§ Article:
As we discussed previously, blockchain technology is mostly a completely open peer-to-peer collection of blocks of information, which is publicly viewable and nearly impossible to change. To put it simply, blockchain technology offers a way for people who have not worked with each other before to reach an agreement and record this agreement on a historical log, or ledger, that cannot be retroactively changed. This means that the transfer of information, currency or asset cannot be faked, copied/duped or reneged on. Blockchain technology solves this without the need to involve a third party authority.
A public agreement without the need for a 3rd Party Authority
Blockchain technology is effectively important in any industry where the use of a 3rd Party authority is all but required to record the transaction and keep it on record. But even though this might seem primarily useful in a Business Environment, it is also very important in our personal lives. Simply take a look at your Identity Card, your government issued a slip of paper which you use very regularly to prove your identity. This card, unfortunately, is not fool-proof, and identity theft is a real threat to any individual nowadays, but this can all soon change. With a national Distributed Identity Ledger, proof of identity can become a painless and quick process, whilst also making it virtually impossible for anyone to change, remove or steal an identity off of someone else, whilst also making fake IDs and Passports a thing of the past.
It’s all about trustless trust
Most technologies running a form of the blockchain are build to create a layer of trust where in most cases there is none. This happens in all facets of life and business, whether you’re buying a car from a person you’ve met online to making a bank transfer, buying a property from a large Property developer to crowdfunding a dog skateboard with inbuilt video technology, all of these transactions happen with a very low level of trust.
Using a blockchain technology, each transaction can be recorded, retraced and will store proof of transfer until the end of the technology. You do not need to know who you are transferring to, but the transfer will happen with absolute trust, in a completely trustless environment.
Apart from record keeping, is there any other use for Blockchain?

§ Problem statement:
Can you reproduce word for word the passage of the blockchain article between "Using a blockchain" and "completely trustless environment.", inclusive?

§ Data lines:

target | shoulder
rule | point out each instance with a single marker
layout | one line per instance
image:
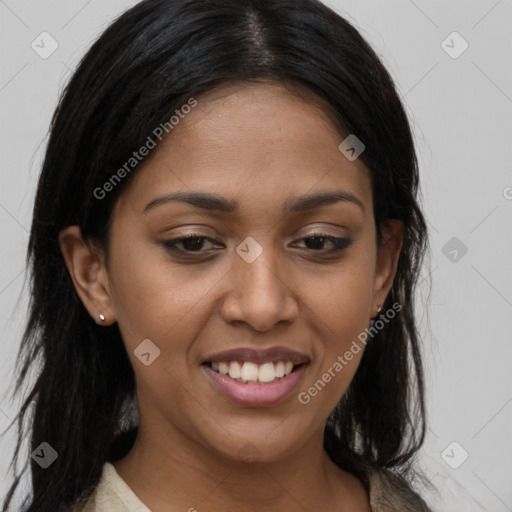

§ Task response:
Using a blockchain technology, each transaction can be recorded, retraced and will store proof of transfer until the end of the technology. You do not need to know who you are transferring to, but the transfer will happen with absolute trust, in a completely trustless environment.